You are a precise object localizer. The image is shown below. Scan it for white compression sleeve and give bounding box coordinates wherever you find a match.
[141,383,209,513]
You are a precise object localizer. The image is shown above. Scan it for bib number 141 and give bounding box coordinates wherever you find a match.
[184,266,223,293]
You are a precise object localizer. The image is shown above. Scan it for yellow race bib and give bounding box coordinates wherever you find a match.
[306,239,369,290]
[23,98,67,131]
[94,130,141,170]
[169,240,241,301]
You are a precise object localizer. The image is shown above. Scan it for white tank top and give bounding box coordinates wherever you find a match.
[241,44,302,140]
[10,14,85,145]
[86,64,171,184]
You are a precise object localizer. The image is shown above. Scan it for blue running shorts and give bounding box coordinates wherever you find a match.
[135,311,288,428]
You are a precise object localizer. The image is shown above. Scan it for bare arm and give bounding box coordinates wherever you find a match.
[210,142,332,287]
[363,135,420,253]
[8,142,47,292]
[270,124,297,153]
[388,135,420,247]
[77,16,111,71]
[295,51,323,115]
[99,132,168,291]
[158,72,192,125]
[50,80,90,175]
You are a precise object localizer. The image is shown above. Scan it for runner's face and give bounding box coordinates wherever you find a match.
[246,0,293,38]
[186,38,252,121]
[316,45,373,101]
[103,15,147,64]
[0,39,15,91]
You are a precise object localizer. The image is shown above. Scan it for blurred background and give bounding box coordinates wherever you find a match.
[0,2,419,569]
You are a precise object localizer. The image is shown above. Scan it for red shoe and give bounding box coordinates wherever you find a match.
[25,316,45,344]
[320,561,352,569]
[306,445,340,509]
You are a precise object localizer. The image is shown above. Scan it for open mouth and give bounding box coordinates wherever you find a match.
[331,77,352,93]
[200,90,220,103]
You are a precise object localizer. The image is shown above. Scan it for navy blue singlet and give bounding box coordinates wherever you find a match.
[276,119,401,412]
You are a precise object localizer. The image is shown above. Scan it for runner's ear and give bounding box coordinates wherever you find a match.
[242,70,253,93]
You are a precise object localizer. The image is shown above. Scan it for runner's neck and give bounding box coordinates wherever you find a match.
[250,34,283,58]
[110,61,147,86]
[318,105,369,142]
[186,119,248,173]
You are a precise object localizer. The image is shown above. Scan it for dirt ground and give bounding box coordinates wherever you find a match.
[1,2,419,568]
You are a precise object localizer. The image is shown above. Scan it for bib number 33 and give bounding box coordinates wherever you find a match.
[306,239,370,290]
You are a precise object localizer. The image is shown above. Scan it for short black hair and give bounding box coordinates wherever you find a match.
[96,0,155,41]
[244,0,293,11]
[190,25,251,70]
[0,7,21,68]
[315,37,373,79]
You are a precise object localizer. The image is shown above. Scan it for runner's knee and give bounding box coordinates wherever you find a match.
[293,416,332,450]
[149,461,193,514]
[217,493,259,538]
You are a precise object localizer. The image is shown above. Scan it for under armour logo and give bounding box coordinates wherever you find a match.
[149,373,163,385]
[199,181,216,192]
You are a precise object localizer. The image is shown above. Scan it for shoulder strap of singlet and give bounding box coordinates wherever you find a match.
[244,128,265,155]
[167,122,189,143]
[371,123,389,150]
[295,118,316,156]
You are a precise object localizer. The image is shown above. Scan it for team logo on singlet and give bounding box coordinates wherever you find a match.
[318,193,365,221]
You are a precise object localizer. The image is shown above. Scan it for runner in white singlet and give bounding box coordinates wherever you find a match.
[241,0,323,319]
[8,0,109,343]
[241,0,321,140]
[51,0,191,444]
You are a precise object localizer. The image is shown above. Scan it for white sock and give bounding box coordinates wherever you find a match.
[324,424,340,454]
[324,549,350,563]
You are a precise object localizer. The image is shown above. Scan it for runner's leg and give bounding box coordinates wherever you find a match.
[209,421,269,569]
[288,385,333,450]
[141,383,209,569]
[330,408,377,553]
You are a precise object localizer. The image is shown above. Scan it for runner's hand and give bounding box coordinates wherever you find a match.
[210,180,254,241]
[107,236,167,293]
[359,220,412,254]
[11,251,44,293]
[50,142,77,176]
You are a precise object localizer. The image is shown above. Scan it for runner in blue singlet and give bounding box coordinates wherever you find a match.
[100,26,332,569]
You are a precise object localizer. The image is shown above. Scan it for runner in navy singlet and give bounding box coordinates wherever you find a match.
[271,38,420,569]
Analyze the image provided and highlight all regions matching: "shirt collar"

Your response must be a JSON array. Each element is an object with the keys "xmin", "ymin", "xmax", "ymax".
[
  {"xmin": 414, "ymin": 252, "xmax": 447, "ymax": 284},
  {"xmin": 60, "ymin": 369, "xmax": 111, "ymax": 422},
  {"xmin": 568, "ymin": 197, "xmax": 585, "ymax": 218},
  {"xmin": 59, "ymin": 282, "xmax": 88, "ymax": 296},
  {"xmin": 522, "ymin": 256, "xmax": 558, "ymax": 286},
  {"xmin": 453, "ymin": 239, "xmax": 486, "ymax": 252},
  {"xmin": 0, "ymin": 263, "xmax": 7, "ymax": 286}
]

Task details:
All the entries must be retyped exactly.

Output for this exercise:
You are a precise object localizer. The image is shown below. Scan it for white compression sleeve and give bounding box coordinates wherever you find a match.
[141,383,209,513]
You are a precise object localizer. The image is shown above. Scan it for bib number 141 and give bounding box coordinates wherever you find a match.
[184,266,223,293]
You are a precise object localizer. The image is shown above. Scan it for yellow race bib and give bounding box coordinates wherever you find a match.
[306,239,369,290]
[23,98,67,131]
[94,130,141,170]
[169,240,241,301]
You are a precise object localizer. The image is shown above. Scan it for white tank top and give bounding box coordinates wherever you find a match.
[241,44,302,140]
[10,14,85,145]
[86,64,171,184]
You are a precise object localizer. The image is shown above. Scan it for blue running shorts and give bounding box coordinates wherever you find a match.
[135,311,288,428]
You are a precise object localizer. The image is shown above. Scan it for bare arm and give bounding box coordinates wherever you find a match.
[210,142,332,287]
[363,135,420,253]
[8,142,47,292]
[270,124,297,153]
[388,135,420,247]
[77,16,111,71]
[295,51,323,115]
[99,132,168,291]
[158,72,192,125]
[50,80,90,175]
You are a precise object localizer. The image is shown above. Scan it for runner's face and give bounding box coordinates wherever you find a match.
[246,0,293,38]
[186,38,252,121]
[316,45,373,101]
[103,15,147,64]
[0,39,15,91]
You are a precise object localizer. The image is shown above. Scan it for blurred background and give bounding box coordinates wherever you find a match.
[0,2,419,569]
You are a precise object localizer. The image is shown above. Scan it for red shoe and give bounding box coordinates wherever you find a match.
[25,316,45,344]
[320,561,352,569]
[306,445,340,509]
You are a precise object localizer. The image is shown above. Scan it for open mouth and give bounding box coordinates wherever you find a match.
[331,77,352,93]
[200,90,220,103]
You are a precise object localizer. The image is shown above. Scan it for navy blue singlet and give bounding box coordinates wherever you find a match.
[276,119,401,412]
You are a precise object localizer. The image is shown above. Scan it for runner's ear and give bounding box coordinates wherever you find a match.
[242,70,253,93]
You are a precise object localizer. The image is shown above. Scan it for runner's neck and give bounding box coordinates wherever you find a match.
[250,34,283,58]
[110,61,147,86]
[318,105,369,142]
[186,119,248,173]
You are a precise object localizer. The image is shown above. Scan it for dirt ground and give bounding box coordinates wherever you find a match.
[1,2,419,568]
You are a precise object localizer. The image is shown above. Scan it for bib number 33 and give bounding box coordinates wherever you find a match.
[306,239,370,290]
You are a precise object localizer. The image is shown above. Scan it for short black hair and give bounding box coordinates wherever you find a match.
[96,0,155,41]
[244,0,293,11]
[190,25,251,70]
[0,7,21,68]
[315,37,373,79]
You are a precise object localizer. The image is shown above. Scan it for runner's knee and give bounding box coordinates wherever you find a match.
[293,416,332,450]
[149,461,193,514]
[217,493,259,538]
You are a precise object localizer. The image is shown above. Scan it for under armour logo and give bounding box coordinates wherever you find a match.
[149,373,163,385]
[199,181,216,192]
You are a precise object localizer. The image is shown above. Scan it for shoulder strap of singlet and give bounding box coordinates wherever you find a match.
[244,128,265,155]
[167,122,189,143]
[371,123,389,150]
[295,118,316,156]
You are a precise object localizer. The image is shown above. Scan it for team logo on singlet and give bounding box coordinates wherever you find a match.
[318,193,365,221]
You are a precise object localizer. The image is shown above. Scan it for runner in white singlet and give bounding box coordinates wherever you find a match.
[241,0,323,319]
[8,0,109,343]
[241,0,321,140]
[51,0,191,444]
You are a precise object localizer. The image is shown above. Scan it for white sock and give bounding box coordinates wherever you find a match.
[324,424,340,454]
[324,549,350,563]
You are a precise object localizer. The image is shown above. Scan it for runner's leg and give bounding box coordinates wherever you find a match.
[209,421,269,569]
[288,385,333,450]
[141,383,209,569]
[330,408,377,553]
You are a precise object localizer. The image is shown above. Scan it for runner's hand and give bounding box coordinates wherever you find a match.
[210,180,254,241]
[107,236,167,293]
[359,220,412,254]
[11,251,44,293]
[50,142,77,176]
You are a precise object localizer. The image is shown above. Scan it for runner in blue singlet and give bounding box coordinates wherever you find a match.
[100,26,332,569]
You are a precise object localizer. The image is shown above. Scan it for runner in navy singlet and give bounding box coordinates wherever you find a match.
[271,38,420,569]
Analyze the image provided and highlight all regions matching: "shirt collar"

Your response must be a JSON array. Each element is an object with the keys "xmin", "ymin", "xmax", "ymax".
[
  {"xmin": 414, "ymin": 252, "xmax": 447, "ymax": 284},
  {"xmin": 60, "ymin": 369, "xmax": 111, "ymax": 422},
  {"xmin": 568, "ymin": 197, "xmax": 585, "ymax": 218},
  {"xmin": 59, "ymin": 282, "xmax": 88, "ymax": 296},
  {"xmin": 522, "ymin": 256, "xmax": 558, "ymax": 286},
  {"xmin": 453, "ymin": 239, "xmax": 486, "ymax": 252},
  {"xmin": 0, "ymin": 263, "xmax": 7, "ymax": 286}
]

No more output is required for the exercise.